[What is asked]
Write out the records below word for word, please.

[Stored rows]
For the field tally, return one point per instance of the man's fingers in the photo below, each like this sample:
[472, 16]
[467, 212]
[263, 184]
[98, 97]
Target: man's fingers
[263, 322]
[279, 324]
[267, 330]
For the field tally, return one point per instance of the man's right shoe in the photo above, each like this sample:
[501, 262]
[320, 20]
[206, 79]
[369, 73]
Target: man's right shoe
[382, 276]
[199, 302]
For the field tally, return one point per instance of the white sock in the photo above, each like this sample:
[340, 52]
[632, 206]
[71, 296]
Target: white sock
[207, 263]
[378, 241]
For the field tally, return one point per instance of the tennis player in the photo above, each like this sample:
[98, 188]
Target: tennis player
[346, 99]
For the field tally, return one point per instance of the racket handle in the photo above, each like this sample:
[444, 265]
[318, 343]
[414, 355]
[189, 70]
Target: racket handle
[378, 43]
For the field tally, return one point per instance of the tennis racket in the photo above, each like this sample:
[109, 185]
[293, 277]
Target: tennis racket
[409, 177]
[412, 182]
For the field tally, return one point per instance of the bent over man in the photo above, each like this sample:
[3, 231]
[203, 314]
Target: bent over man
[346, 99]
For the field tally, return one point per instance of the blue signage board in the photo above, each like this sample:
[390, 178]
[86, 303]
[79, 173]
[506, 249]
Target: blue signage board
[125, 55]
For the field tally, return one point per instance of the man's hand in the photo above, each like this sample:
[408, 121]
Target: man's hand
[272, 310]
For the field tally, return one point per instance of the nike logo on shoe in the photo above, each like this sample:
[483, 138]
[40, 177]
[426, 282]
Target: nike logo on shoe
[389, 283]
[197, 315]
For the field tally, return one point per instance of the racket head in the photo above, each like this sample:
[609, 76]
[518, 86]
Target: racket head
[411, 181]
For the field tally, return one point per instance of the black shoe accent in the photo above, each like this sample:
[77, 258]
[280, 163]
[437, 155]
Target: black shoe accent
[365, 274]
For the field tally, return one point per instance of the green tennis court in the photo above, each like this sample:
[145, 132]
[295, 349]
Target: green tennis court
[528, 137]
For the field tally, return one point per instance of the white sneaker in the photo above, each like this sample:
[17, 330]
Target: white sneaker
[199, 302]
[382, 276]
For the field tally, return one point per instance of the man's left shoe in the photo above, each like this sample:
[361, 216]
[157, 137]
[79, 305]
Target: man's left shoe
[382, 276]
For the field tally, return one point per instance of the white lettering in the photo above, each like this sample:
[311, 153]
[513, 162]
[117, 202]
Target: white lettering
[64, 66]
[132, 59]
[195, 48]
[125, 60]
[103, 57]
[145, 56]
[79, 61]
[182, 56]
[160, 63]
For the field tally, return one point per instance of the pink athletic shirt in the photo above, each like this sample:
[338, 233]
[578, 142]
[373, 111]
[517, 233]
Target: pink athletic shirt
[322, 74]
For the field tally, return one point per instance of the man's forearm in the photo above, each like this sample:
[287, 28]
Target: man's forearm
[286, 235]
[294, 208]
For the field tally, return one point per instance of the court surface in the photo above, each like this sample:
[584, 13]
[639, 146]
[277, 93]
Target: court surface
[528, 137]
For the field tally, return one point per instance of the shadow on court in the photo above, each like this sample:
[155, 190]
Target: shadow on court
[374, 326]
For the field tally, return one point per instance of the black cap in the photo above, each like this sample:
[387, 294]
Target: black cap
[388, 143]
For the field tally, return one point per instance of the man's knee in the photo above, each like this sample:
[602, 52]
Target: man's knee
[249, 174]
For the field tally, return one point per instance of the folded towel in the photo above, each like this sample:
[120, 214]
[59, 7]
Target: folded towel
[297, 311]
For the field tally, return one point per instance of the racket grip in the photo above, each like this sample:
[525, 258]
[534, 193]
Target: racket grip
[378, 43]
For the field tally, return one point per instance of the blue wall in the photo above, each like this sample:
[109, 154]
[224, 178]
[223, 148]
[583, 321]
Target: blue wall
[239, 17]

[Answer to this exercise]
For the field tally, return one point per instance of the man's fingers in the photo below, each like this sample:
[472, 16]
[467, 212]
[263, 184]
[98, 97]
Target: man's fingers
[263, 322]
[279, 324]
[267, 330]
For the field tally, return one point per instance of the man's right shoe in the photo above, each like this sample:
[501, 262]
[320, 20]
[206, 79]
[369, 73]
Target: man's right shoe
[382, 276]
[199, 302]
For the field tally, return one point per instance of the white sock in the photo above, each like this sample:
[340, 52]
[632, 206]
[71, 296]
Target: white sock
[207, 263]
[378, 241]
For the field tally, return one point per instance of the tennis player in the photo above, each like this sample:
[98, 188]
Target: tennis player
[346, 99]
For the field tally, return one point per instance of the racket handle in the photo above, each like this sample:
[444, 265]
[318, 343]
[414, 355]
[189, 70]
Target: racket handle
[378, 43]
For the field tally, return one point per instance of the tennis racket in the photo above, each like this sample:
[109, 185]
[293, 277]
Target: tennis racket
[409, 177]
[412, 182]
For the field tally, return one point per instance of the bent over man in the photo above, each like this sample:
[3, 231]
[203, 314]
Target: bent over man
[346, 99]
For the field tally, return one point per instance of the blue signage board in the photo above, each like this sample:
[390, 178]
[86, 303]
[79, 173]
[506, 249]
Target: blue signage board
[125, 55]
For the field tally, return one point per instance of the man's hand in the photo above, each like this sample:
[408, 121]
Target: man's hand
[272, 310]
For the field tally, return one point per instance of the nike logo on shoe in the photo above, each like this sample:
[483, 138]
[40, 177]
[426, 282]
Target: nike logo on shoe
[389, 283]
[197, 315]
For the field tally, return one point per instance of the racket head in the photo above, each like this sample:
[609, 76]
[518, 86]
Target: racket head
[411, 181]
For the field tally, return one point per instance of the black shoe accent in the photo above, each like this sample:
[77, 258]
[280, 163]
[437, 155]
Target: black shoe accent
[365, 274]
For the field tally, return one point per instance of the green tennis court in the photo above, each like this sample:
[145, 132]
[295, 349]
Target: green tennis court
[528, 137]
For the field tally, return one point per instance of the white sneaker in the photo above, each like this sample:
[17, 330]
Target: white sneaker
[199, 302]
[382, 276]
For the field tally, return one point per instance of the man's left shoe in the photo above, each like this sample:
[361, 216]
[157, 137]
[79, 305]
Target: man's left shoe
[382, 276]
For the field tally, return one point per instance of the white lettering in the photo above, each like this sample:
[311, 153]
[513, 162]
[117, 202]
Target: white lettering
[64, 66]
[132, 59]
[195, 48]
[125, 60]
[103, 57]
[145, 56]
[79, 61]
[182, 56]
[160, 63]
For the field tally, return one point per instance of the pink athletic shirt in the photo above, each like this sample:
[338, 233]
[578, 142]
[373, 111]
[517, 233]
Target: pink athletic shirt
[322, 74]
For the field tally, return one point per instance of the man's forearm in the photo above, each like this sample:
[287, 28]
Target: man's forearm
[286, 235]
[294, 208]
For the field tally, return one point per instance of the court surface in the photo above, each like this sample:
[584, 13]
[639, 146]
[277, 93]
Target: court surface
[528, 137]
For the field tally, return one point per instance of the shadow on court in the photo above, each like this sample:
[155, 190]
Target: shadow on court
[374, 326]
For the field tally, return one point per instance of the black cap in the photo above, each like this sample:
[387, 294]
Target: black cap
[388, 143]
For the field tally, return one point per instance of the man's knee in the photo above, each like this sample:
[602, 52]
Target: man's knee
[249, 174]
For the field tally, return one point per instance of the folded towel in the photo above, each like this sample:
[120, 214]
[59, 7]
Target: folded towel
[297, 311]
For the field tally, return one point per instance of the racket grip in the photo above, each like this sample:
[525, 258]
[534, 193]
Target: racket grip
[378, 43]
For the field tally, return one point per instance of the blue wall in the photo above, each like this sample:
[109, 154]
[224, 178]
[223, 148]
[583, 321]
Target: blue wall
[239, 17]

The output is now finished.